Rewrite the entries below as a numbered list, leaving out any blank lines.

• Data section:
####################
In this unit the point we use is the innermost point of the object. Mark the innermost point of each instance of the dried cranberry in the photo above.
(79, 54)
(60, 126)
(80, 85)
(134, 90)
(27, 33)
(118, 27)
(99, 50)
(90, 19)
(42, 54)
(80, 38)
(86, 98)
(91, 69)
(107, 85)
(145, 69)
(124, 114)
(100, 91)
####################
• Complete response:
1. In this unit the point we use is the innermost point of the object. Mark the innermost point of each instance of the dried cranberry in the photo above.
2. (79, 54)
3. (60, 126)
4. (80, 85)
5. (134, 90)
6. (27, 33)
7. (118, 27)
8. (99, 50)
9. (90, 19)
10. (42, 54)
11. (80, 38)
12. (86, 98)
13. (91, 69)
14. (107, 85)
15. (145, 69)
16. (124, 114)
17. (100, 91)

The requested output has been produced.